What you need to do ▸ Copy the listing word for word, from the line with "search: candlestick" up to and including the line with "top-left (110, 20), bottom-right (180, 169)".

Data for the task ▸

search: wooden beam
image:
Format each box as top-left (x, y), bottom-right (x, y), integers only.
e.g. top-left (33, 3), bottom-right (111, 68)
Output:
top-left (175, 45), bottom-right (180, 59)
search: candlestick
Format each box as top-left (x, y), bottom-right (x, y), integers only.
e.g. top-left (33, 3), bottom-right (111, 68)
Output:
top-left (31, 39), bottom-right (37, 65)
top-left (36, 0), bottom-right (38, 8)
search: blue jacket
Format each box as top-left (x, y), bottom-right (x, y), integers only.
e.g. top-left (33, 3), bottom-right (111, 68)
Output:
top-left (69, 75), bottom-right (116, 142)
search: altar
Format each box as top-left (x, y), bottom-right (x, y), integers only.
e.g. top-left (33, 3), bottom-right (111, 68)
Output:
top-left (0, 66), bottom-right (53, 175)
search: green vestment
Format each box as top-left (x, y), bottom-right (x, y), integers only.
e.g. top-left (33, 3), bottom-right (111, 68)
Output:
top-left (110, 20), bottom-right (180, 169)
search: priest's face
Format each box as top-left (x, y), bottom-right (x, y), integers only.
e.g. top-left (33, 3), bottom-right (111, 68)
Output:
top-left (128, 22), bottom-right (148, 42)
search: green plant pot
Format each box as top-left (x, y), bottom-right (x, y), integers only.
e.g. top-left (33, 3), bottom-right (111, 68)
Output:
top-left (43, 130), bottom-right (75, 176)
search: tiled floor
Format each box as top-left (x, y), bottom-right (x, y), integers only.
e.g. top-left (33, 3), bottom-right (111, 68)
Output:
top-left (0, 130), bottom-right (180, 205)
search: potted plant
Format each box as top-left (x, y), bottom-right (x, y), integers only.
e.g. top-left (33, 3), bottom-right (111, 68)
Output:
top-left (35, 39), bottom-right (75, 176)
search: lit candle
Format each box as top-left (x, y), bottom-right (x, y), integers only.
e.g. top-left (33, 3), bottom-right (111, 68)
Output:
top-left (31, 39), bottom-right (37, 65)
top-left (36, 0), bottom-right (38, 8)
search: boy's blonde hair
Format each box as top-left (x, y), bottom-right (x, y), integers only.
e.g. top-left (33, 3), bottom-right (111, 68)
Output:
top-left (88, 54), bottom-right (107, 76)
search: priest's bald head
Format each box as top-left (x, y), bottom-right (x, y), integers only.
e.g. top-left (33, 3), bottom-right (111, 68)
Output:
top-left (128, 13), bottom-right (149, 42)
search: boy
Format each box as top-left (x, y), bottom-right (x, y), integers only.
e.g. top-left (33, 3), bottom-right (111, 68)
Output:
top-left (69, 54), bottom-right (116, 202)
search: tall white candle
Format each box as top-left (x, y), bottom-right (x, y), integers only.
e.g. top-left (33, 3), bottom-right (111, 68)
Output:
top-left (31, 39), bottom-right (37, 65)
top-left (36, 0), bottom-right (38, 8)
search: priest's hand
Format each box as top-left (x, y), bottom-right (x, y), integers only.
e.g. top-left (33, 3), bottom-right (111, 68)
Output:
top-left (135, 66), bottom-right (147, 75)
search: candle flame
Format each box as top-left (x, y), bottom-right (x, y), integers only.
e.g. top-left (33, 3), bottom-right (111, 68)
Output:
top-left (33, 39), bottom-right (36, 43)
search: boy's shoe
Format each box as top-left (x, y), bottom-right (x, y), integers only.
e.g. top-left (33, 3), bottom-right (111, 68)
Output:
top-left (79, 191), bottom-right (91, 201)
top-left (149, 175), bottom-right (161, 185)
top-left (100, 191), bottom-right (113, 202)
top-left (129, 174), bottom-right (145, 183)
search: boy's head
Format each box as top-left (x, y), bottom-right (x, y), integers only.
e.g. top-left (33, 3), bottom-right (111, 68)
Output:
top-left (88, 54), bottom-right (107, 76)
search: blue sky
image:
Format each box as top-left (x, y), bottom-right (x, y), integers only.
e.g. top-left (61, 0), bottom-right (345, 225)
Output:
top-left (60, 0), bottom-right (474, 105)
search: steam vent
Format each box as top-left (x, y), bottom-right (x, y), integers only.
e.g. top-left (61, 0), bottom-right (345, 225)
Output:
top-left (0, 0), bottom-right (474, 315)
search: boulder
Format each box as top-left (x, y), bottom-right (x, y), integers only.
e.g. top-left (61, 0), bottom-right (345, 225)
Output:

Task response ▸
search: candlestick
Format each box as top-left (x, y), bottom-right (x, y), integers only.
e.g. top-left (33, 3), bottom-right (111, 68)
Output:
top-left (31, 39), bottom-right (37, 65)
top-left (36, 0), bottom-right (38, 8)
search: blue jacket
Format each box as top-left (x, y), bottom-right (x, y), integers only.
e.g. top-left (33, 3), bottom-right (111, 68)
Output:
top-left (69, 75), bottom-right (116, 142)
search: altar
Format each box as top-left (x, y), bottom-right (x, y), integers only.
e.g. top-left (33, 3), bottom-right (111, 68)
Output:
top-left (0, 66), bottom-right (53, 175)
search: green vestment
Format each box as top-left (x, y), bottom-right (x, y), integers only.
e.g. top-left (33, 3), bottom-right (111, 68)
Output:
top-left (110, 20), bottom-right (180, 169)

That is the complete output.